Testo scelto:

(Prosegue da “La Madonna di Colle“)

Mio nonno, dopo la settimana in cui tutto avvenne, non si riprese più.

Così come avvenne per sua sorella, e come non è difficile che accadrà per me, la sua testardaggine fu la sua rovina, e si ammalò di polmonite dopo ferragosto. Quando io, che avevo avuto il mio bel da fare, mi resi conto di quello che gli era successo, era già fuori pericolo.

Non so dire quanto tempo fosse passato, i ricordi di quel periodo sono eccezionalmente vaghi. Ricordo però di essere stato a trovarlo in ospedale. Era attaccato all’ossigeno, ma i suoi occhi azzurri erano illuminati come sempre, anche se forse un pelo più stanchi. Gli avevamo tenuto nascosto che mi ero lasciato, così ho fatto del mio meglio per mascherare il funerale che mi portavo dentro, ancora per qualche giorno.

Non tornò più a camminare, non era più autosufficiente e avrebbe avuto bisogno di qualcuno che si prendesse cura di lui e della casa dove viveva ormai solo. Questo fu l’ennesimo pugno in faccia che gli aveva assestato la vita: non sarebbe stato l’ultimo, ma di certo fu un colpo bello grosso. Forte, testardo, indipendente, nel giro di qualche settimana mio Nonno dovette rinunciare a guidare, a camminare, e a decidere della propria vita. Impiegammo un po’ per trovare un badante, ma grazie a qualche contatto, neanche poi così tanto.

Consegna: Stabilisci se le affermazioni seguenti concordano con il racconto sul nonno, rispondendo sì o no e citando alla lettera le parole del testo che lo decidono: (a) il nonno si ammalò di polmonite dopo ferragosto; (b) chi racconta rivelò al nonno di essersi lasciato; (c) per trovare un badante ci volle molto tempo. Per rispondere ci si basa unicamente sul testo.

Dati forniti:
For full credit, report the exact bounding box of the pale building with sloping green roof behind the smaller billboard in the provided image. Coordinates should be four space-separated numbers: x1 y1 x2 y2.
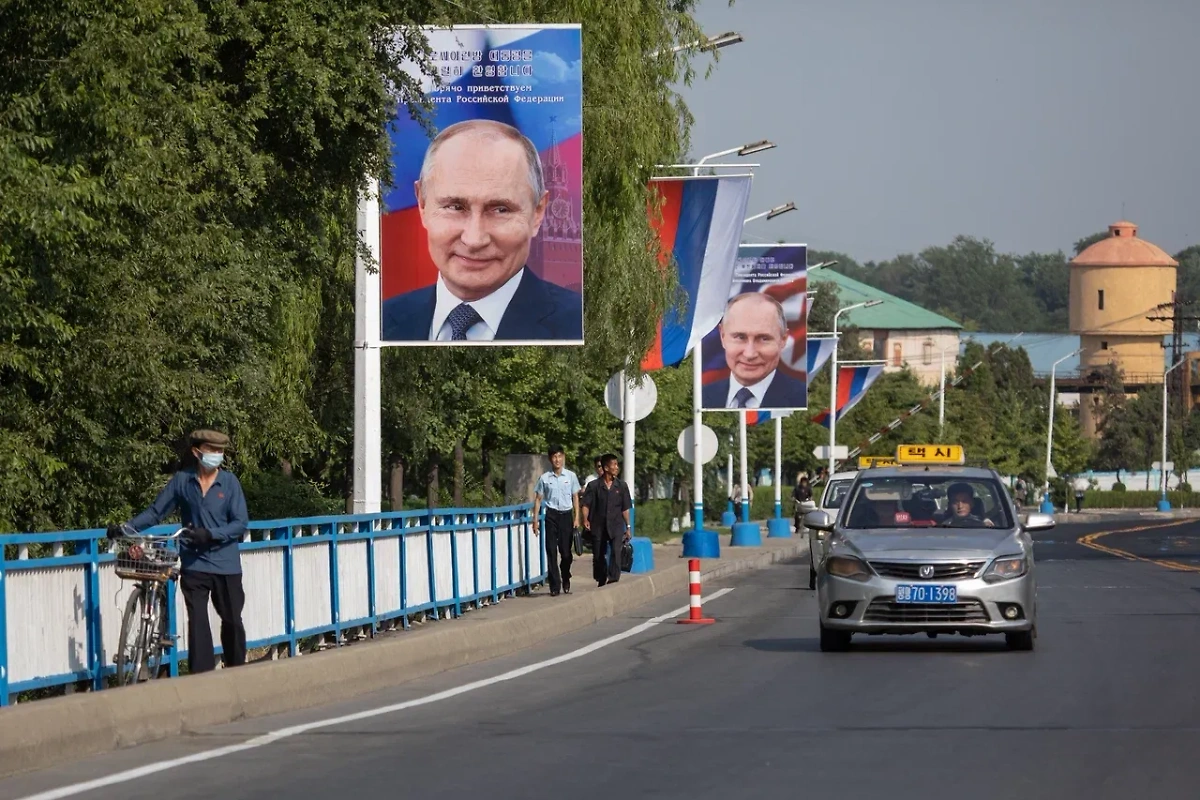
809 269 962 384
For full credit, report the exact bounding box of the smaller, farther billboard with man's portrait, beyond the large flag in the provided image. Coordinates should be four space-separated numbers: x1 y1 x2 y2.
701 245 809 411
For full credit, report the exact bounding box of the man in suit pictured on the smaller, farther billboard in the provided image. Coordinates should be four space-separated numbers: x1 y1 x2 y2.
701 291 808 410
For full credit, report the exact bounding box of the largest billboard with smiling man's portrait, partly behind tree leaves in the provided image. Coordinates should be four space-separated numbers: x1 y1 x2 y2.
380 25 583 345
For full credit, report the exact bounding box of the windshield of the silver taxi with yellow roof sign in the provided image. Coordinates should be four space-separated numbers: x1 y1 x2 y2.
842 473 1012 529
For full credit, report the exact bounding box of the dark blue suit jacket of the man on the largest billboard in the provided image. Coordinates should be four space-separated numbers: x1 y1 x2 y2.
383 267 583 342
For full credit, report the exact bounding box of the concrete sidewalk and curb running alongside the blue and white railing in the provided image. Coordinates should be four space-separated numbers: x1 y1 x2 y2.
0 525 808 776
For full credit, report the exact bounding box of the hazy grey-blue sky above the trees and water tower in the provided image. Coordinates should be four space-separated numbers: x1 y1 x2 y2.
684 0 1200 261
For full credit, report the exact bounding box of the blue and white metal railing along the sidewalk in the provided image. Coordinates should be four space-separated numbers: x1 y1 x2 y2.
0 503 546 705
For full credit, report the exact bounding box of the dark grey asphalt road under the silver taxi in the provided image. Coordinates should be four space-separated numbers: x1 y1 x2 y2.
7 522 1200 800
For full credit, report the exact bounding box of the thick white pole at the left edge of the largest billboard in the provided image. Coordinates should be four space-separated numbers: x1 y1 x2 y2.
352 178 383 513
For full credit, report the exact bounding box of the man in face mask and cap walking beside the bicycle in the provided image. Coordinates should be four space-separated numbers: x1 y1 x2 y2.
108 431 250 673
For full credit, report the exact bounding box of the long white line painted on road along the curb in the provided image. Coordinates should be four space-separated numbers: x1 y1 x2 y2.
18 587 733 800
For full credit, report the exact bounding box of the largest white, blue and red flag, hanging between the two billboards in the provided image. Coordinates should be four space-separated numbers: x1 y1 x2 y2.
642 175 750 371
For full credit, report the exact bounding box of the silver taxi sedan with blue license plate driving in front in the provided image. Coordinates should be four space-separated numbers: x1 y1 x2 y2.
804 467 1054 651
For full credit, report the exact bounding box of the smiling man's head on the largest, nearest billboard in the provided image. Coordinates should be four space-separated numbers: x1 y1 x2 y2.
415 124 547 302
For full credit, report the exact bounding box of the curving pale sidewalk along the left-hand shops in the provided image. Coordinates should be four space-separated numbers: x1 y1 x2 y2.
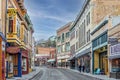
6 67 41 80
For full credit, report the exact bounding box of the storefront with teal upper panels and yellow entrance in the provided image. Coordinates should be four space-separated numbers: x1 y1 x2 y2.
92 32 109 75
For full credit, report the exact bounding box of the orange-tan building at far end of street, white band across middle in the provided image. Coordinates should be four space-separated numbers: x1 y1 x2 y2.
35 47 54 66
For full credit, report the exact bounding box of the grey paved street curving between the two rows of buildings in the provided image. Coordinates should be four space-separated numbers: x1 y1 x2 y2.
32 68 98 80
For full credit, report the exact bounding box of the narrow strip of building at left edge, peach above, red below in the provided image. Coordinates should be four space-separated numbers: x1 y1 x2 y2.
0 0 6 80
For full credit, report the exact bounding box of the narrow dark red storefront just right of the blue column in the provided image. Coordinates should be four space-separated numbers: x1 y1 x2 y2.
21 50 29 74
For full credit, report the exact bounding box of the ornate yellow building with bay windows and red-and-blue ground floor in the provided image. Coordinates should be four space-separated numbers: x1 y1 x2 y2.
6 0 34 78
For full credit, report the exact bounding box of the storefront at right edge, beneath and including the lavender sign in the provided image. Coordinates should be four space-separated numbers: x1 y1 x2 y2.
109 43 120 79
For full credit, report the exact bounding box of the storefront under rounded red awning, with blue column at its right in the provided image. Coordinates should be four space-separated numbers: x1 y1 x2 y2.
6 47 22 77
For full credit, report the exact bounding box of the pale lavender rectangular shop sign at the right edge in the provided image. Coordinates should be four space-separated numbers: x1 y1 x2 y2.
110 43 120 56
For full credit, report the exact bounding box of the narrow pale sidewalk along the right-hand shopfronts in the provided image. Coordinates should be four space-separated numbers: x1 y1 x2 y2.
69 69 120 80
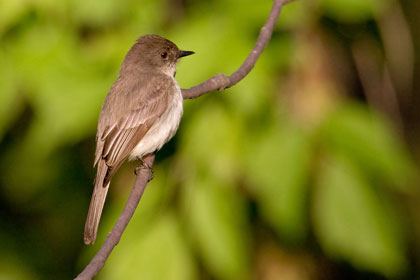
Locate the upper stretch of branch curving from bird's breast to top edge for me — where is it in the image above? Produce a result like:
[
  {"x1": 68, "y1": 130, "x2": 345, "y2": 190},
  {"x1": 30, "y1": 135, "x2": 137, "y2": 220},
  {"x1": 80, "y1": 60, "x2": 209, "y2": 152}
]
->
[{"x1": 182, "y1": 0, "x2": 293, "y2": 99}]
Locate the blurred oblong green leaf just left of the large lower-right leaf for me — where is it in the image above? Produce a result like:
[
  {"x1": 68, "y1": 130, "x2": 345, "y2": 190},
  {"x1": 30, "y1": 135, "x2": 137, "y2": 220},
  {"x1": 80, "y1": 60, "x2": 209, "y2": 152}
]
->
[{"x1": 247, "y1": 124, "x2": 312, "y2": 242}]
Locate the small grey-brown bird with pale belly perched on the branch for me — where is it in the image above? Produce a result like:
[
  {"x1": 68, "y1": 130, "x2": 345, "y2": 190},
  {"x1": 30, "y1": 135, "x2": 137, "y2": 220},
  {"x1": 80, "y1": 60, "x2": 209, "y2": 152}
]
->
[{"x1": 84, "y1": 35, "x2": 194, "y2": 244}]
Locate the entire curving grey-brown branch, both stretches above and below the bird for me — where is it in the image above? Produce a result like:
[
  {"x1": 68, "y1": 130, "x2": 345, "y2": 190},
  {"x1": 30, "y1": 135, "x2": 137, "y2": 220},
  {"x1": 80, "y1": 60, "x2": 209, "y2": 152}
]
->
[{"x1": 75, "y1": 0, "x2": 293, "y2": 280}]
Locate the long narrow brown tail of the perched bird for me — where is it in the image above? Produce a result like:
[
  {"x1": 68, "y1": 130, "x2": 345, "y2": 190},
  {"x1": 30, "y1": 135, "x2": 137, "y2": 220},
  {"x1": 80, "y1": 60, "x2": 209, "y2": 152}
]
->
[{"x1": 84, "y1": 160, "x2": 109, "y2": 245}]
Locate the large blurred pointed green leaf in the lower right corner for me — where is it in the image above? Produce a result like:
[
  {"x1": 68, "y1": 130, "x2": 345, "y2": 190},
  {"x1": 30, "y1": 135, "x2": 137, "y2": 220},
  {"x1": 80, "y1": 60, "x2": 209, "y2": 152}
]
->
[{"x1": 314, "y1": 154, "x2": 407, "y2": 276}]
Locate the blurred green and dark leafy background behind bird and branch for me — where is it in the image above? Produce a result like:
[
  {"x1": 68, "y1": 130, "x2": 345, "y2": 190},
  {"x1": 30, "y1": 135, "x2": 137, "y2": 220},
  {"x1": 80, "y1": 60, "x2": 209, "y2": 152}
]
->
[{"x1": 0, "y1": 0, "x2": 420, "y2": 280}]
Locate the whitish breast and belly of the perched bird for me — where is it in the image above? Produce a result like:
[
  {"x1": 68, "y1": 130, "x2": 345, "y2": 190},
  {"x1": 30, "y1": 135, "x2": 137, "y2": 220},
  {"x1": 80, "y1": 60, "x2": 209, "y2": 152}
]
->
[{"x1": 129, "y1": 79, "x2": 183, "y2": 160}]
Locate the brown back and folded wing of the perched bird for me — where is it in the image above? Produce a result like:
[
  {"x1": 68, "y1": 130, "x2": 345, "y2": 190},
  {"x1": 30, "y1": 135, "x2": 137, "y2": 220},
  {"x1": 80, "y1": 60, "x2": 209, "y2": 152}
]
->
[{"x1": 95, "y1": 74, "x2": 176, "y2": 185}]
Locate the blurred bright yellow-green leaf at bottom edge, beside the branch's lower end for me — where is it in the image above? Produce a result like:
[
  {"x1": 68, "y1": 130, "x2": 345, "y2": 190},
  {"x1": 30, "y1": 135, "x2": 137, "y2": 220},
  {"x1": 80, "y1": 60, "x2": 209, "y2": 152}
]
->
[{"x1": 100, "y1": 214, "x2": 197, "y2": 280}]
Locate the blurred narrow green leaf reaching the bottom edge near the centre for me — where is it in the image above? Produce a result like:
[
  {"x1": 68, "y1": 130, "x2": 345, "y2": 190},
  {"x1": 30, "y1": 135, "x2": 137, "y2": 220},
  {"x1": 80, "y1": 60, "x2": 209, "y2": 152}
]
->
[{"x1": 184, "y1": 176, "x2": 250, "y2": 279}]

Soluzione:
(a) Sì: «si ammalò di polmonite dopo ferragosto».
(b) No: «Gli avevamo tenuto nascosto che mi ero lasciato».
(c) No: «Impiegammo un po’ per trovare un badante, ma grazie a qualche contatto, neanche poi così tanto».